### PROBLEM TO WORK ON
Can you filter the items below and copy out every line that contains the string "summit"? Match case, so uppercase and lowercase count as different.

[Records for position identification]
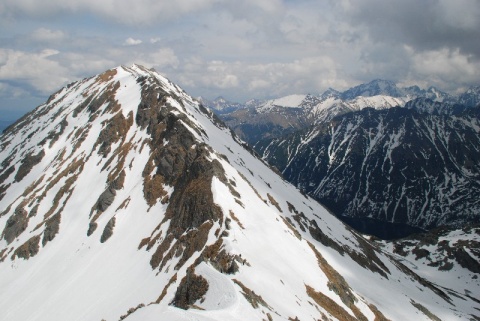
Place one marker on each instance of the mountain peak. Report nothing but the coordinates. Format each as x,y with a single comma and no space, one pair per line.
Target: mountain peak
133,202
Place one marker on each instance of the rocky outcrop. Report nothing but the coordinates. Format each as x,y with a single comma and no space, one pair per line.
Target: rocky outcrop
27,164
28,249
191,289
108,230
52,226
16,225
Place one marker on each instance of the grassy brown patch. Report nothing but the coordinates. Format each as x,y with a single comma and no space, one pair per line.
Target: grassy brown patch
28,249
425,311
329,305
172,280
235,218
292,228
107,75
274,202
254,299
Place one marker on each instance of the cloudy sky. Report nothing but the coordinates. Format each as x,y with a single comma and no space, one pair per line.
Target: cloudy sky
237,49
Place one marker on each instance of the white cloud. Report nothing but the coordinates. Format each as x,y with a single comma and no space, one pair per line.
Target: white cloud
122,11
445,68
132,42
36,69
47,35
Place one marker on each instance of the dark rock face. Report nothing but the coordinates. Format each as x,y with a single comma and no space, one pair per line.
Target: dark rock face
28,249
442,254
108,231
178,160
27,164
16,225
192,288
91,228
397,165
52,226
106,199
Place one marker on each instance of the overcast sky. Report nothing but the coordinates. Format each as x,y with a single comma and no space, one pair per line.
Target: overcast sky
237,49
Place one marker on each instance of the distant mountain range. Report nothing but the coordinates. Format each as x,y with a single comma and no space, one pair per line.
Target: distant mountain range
4,124
257,120
385,159
122,198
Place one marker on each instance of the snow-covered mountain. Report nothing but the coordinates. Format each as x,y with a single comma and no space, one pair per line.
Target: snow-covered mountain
399,165
122,198
253,122
220,105
453,255
471,97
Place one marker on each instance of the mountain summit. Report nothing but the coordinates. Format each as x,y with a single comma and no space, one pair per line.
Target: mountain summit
122,198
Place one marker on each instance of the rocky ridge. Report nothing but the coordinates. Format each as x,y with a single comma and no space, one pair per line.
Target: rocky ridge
122,198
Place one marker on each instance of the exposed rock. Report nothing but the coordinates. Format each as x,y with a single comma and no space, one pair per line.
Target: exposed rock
254,299
52,226
28,249
16,225
27,164
91,228
6,174
106,199
192,288
116,129
108,230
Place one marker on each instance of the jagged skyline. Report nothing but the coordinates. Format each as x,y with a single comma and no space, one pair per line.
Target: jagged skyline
239,50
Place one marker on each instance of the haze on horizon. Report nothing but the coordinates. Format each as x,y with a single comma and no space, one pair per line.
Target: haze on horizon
240,50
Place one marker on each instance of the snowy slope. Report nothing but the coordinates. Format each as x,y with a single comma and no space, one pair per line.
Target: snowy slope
122,198
395,165
452,256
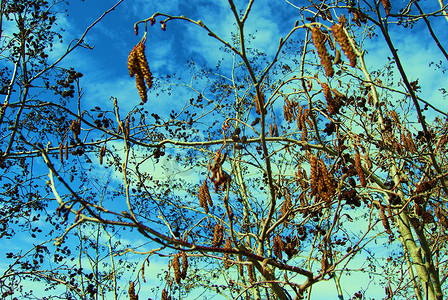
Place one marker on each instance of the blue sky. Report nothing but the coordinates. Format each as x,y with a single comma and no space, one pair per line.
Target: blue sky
105,67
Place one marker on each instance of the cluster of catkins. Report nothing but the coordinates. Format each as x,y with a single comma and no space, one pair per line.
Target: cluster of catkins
131,292
322,183
333,103
319,42
204,196
138,66
218,235
178,273
342,39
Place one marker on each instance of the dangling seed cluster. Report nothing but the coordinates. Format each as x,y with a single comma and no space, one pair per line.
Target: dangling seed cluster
250,273
387,6
342,39
384,219
333,104
131,292
102,153
204,196
218,235
319,43
226,256
362,177
278,246
178,274
138,66
258,102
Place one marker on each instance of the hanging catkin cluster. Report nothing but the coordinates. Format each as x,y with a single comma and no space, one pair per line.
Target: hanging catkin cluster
359,170
226,256
218,235
322,182
442,216
131,292
342,39
319,43
178,273
250,273
384,219
408,142
303,120
138,66
76,128
287,204
278,246
290,109
273,130
102,153
165,295
259,103
204,196
314,175
387,6
333,104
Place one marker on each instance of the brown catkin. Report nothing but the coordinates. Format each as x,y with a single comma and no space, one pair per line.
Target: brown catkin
313,175
218,236
164,295
176,267
395,117
324,175
299,117
384,219
257,104
275,130
411,142
324,263
361,175
387,6
342,39
227,246
143,63
207,193
331,104
61,155
250,273
102,153
131,292
184,265
278,246
319,43
204,196
138,66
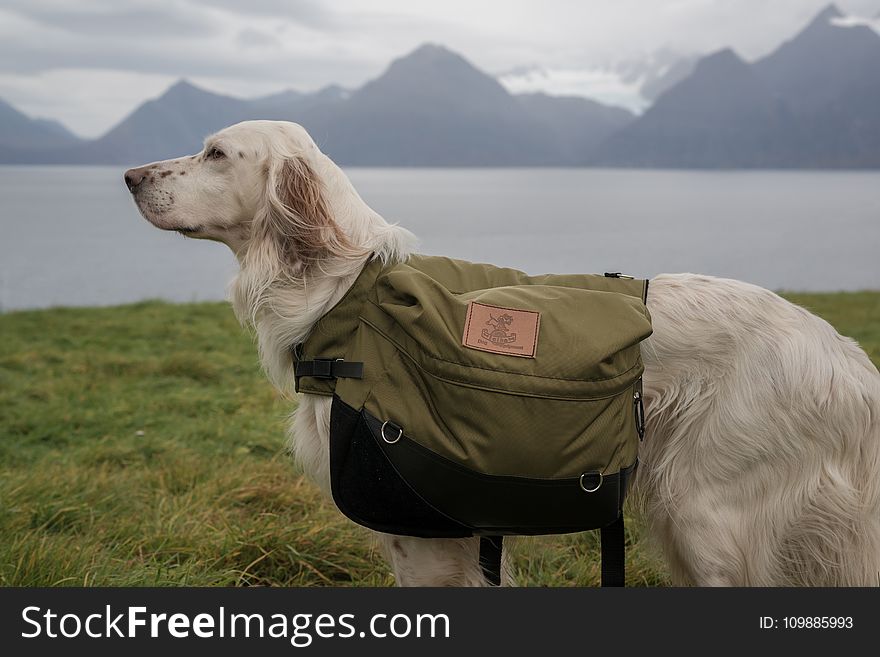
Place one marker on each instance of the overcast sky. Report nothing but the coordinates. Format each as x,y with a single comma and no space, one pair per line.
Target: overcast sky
90,62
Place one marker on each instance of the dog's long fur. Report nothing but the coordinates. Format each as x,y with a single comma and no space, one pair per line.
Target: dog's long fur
761,462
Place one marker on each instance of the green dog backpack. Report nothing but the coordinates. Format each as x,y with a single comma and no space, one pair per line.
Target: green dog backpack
473,400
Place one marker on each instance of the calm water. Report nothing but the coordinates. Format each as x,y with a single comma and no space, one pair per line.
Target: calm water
72,236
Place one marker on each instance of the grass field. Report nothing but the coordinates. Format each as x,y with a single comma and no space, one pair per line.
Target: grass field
140,445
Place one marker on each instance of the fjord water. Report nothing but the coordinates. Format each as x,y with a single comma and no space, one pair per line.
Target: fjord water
72,236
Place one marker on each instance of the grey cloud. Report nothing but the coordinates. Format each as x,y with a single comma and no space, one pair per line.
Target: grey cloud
304,12
249,38
156,19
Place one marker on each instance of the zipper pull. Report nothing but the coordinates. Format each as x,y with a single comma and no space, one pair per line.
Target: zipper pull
639,410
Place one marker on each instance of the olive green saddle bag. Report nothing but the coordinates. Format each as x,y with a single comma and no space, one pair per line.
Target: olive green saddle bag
475,400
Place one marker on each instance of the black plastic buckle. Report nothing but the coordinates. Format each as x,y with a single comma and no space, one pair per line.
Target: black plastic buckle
322,368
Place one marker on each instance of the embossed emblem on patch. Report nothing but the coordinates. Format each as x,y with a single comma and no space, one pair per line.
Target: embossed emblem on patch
501,330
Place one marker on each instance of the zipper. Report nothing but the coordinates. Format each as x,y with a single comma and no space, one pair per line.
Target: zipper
639,410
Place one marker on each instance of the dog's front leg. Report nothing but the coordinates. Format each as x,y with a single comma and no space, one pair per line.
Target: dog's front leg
435,561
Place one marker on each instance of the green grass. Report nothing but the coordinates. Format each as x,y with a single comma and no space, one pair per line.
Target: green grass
141,445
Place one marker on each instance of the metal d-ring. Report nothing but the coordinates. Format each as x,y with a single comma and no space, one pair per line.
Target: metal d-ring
584,488
385,438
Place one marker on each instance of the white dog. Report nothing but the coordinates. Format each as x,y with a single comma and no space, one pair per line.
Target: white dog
761,462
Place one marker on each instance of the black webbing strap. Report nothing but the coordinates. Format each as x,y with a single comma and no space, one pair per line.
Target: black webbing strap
329,368
613,557
490,558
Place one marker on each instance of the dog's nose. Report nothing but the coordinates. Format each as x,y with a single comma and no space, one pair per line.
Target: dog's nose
133,177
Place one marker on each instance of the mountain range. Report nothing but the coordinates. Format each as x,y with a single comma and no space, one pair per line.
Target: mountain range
814,102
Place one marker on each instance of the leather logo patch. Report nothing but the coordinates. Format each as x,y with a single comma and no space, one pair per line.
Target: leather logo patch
501,330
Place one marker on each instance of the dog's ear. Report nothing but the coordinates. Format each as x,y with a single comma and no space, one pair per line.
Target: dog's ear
298,218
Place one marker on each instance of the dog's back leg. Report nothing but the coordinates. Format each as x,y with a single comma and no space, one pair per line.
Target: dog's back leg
435,561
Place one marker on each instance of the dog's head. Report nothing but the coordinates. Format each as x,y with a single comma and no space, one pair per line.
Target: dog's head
256,186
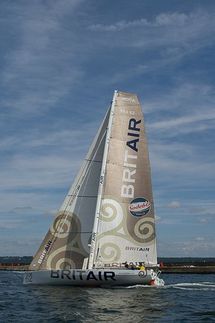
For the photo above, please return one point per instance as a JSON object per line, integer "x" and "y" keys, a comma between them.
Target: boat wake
{"x": 192, "y": 286}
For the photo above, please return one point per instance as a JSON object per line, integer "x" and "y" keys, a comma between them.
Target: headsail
{"x": 66, "y": 244}
{"x": 108, "y": 214}
{"x": 125, "y": 227}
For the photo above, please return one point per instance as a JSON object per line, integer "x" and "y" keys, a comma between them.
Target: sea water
{"x": 184, "y": 298}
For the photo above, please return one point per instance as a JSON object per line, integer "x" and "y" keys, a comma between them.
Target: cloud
{"x": 172, "y": 19}
{"x": 174, "y": 205}
{"x": 35, "y": 76}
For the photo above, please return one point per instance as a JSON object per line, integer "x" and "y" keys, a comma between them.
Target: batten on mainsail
{"x": 108, "y": 215}
{"x": 125, "y": 228}
{"x": 107, "y": 218}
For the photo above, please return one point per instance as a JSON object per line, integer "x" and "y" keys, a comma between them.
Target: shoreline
{"x": 166, "y": 269}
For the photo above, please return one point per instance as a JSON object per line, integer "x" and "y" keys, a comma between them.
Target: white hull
{"x": 93, "y": 278}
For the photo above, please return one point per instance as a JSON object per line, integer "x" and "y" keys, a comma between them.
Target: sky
{"x": 60, "y": 62}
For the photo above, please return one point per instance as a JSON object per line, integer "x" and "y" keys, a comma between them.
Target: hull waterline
{"x": 93, "y": 278}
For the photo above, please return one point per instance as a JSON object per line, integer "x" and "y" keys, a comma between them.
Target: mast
{"x": 101, "y": 184}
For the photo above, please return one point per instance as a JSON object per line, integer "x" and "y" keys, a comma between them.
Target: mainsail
{"x": 108, "y": 215}
{"x": 125, "y": 229}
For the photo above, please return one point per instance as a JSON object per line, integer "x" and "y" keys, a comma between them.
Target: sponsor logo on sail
{"x": 139, "y": 206}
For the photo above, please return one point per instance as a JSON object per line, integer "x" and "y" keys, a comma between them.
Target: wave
{"x": 193, "y": 286}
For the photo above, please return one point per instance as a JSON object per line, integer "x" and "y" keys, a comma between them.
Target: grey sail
{"x": 66, "y": 244}
{"x": 107, "y": 218}
{"x": 125, "y": 229}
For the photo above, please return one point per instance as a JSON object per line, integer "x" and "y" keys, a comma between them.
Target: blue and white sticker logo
{"x": 139, "y": 206}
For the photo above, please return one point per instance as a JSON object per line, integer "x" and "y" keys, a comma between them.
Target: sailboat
{"x": 104, "y": 232}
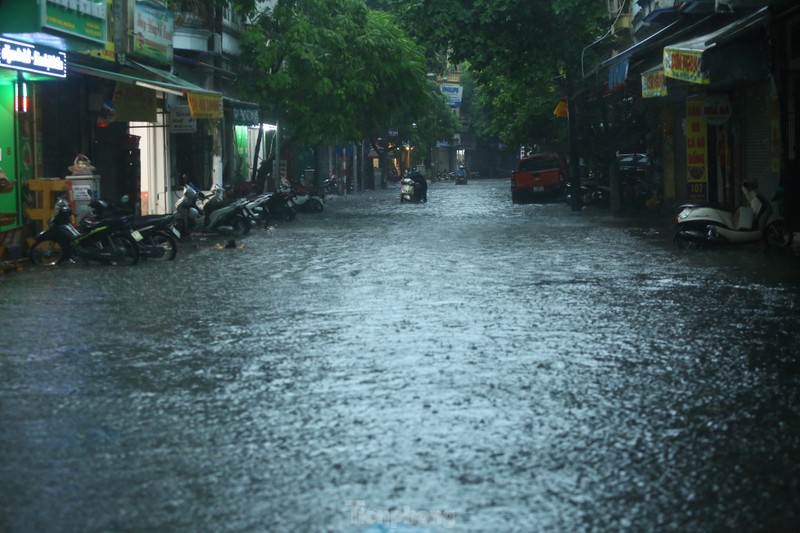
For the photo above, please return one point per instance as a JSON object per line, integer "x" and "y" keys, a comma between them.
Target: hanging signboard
{"x": 22, "y": 56}
{"x": 685, "y": 65}
{"x": 153, "y": 26}
{"x": 717, "y": 109}
{"x": 696, "y": 150}
{"x": 86, "y": 19}
{"x": 133, "y": 103}
{"x": 452, "y": 94}
{"x": 654, "y": 84}
{"x": 204, "y": 105}
{"x": 180, "y": 120}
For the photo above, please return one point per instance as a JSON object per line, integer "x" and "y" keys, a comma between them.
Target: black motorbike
{"x": 107, "y": 241}
{"x": 156, "y": 235}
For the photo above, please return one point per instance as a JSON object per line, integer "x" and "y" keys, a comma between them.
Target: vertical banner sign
{"x": 775, "y": 136}
{"x": 696, "y": 150}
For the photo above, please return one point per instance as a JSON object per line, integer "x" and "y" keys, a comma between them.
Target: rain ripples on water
{"x": 466, "y": 364}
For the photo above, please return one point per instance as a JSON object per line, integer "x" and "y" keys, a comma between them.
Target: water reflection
{"x": 523, "y": 367}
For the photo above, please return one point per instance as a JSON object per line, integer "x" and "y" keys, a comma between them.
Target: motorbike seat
{"x": 743, "y": 219}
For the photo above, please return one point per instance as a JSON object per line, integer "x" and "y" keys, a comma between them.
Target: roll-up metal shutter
{"x": 756, "y": 133}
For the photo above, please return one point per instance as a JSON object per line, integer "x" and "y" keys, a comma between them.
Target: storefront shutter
{"x": 756, "y": 133}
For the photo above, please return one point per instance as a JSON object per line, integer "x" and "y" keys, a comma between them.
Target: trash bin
{"x": 83, "y": 189}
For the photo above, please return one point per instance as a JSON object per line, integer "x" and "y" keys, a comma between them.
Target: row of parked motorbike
{"x": 702, "y": 225}
{"x": 109, "y": 233}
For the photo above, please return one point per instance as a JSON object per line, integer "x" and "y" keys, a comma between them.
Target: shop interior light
{"x": 21, "y": 97}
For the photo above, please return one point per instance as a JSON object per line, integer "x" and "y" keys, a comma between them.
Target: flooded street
{"x": 461, "y": 365}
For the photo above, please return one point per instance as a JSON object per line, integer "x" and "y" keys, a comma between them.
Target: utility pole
{"x": 572, "y": 147}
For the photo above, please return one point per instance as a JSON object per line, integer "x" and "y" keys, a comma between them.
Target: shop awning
{"x": 202, "y": 102}
{"x": 686, "y": 60}
{"x": 650, "y": 42}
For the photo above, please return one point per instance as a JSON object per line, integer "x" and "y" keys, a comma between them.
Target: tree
{"x": 519, "y": 52}
{"x": 332, "y": 70}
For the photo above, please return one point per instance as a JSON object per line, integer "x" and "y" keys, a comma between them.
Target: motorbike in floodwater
{"x": 305, "y": 197}
{"x": 213, "y": 215}
{"x": 107, "y": 241}
{"x": 413, "y": 188}
{"x": 156, "y": 235}
{"x": 702, "y": 225}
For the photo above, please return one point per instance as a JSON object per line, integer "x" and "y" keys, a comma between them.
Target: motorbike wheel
{"x": 778, "y": 235}
{"x": 124, "y": 249}
{"x": 685, "y": 243}
{"x": 165, "y": 241}
{"x": 47, "y": 252}
{"x": 241, "y": 226}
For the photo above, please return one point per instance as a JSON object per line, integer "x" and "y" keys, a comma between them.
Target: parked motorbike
{"x": 258, "y": 205}
{"x": 107, "y": 241}
{"x": 156, "y": 235}
{"x": 213, "y": 215}
{"x": 702, "y": 225}
{"x": 281, "y": 206}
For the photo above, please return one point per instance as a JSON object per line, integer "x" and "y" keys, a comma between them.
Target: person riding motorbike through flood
{"x": 420, "y": 185}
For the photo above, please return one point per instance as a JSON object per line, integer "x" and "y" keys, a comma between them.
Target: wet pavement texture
{"x": 461, "y": 365}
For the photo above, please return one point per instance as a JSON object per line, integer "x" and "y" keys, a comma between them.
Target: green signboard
{"x": 82, "y": 18}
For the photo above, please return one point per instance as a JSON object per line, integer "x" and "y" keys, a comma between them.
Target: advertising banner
{"x": 153, "y": 26}
{"x": 686, "y": 65}
{"x": 452, "y": 94}
{"x": 654, "y": 84}
{"x": 205, "y": 105}
{"x": 696, "y": 150}
{"x": 86, "y": 19}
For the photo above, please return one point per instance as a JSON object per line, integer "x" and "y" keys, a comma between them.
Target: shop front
{"x": 23, "y": 67}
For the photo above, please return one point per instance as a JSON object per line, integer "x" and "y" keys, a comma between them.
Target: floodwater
{"x": 461, "y": 365}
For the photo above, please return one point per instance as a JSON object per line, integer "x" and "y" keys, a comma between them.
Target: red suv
{"x": 538, "y": 175}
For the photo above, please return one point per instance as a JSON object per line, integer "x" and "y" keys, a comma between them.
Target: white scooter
{"x": 699, "y": 225}
{"x": 213, "y": 216}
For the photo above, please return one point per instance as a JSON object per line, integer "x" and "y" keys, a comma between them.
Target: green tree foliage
{"x": 333, "y": 70}
{"x": 520, "y": 53}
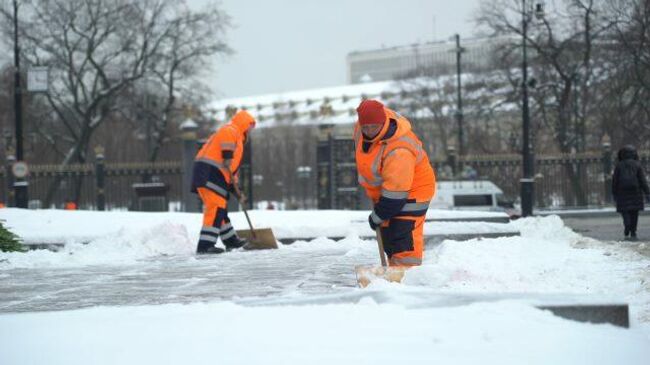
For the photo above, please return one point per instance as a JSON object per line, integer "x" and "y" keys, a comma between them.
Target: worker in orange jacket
{"x": 395, "y": 171}
{"x": 215, "y": 174}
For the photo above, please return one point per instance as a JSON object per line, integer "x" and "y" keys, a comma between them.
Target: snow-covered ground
{"x": 135, "y": 293}
{"x": 63, "y": 226}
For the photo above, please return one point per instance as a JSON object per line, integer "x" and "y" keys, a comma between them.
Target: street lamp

### COMPLETED TASK
Place one marker on each instance of the mountain summit. Report nothing but the coordinates. Format each as x,y with a single comma and no space, one pair per line.
Target: mountain summit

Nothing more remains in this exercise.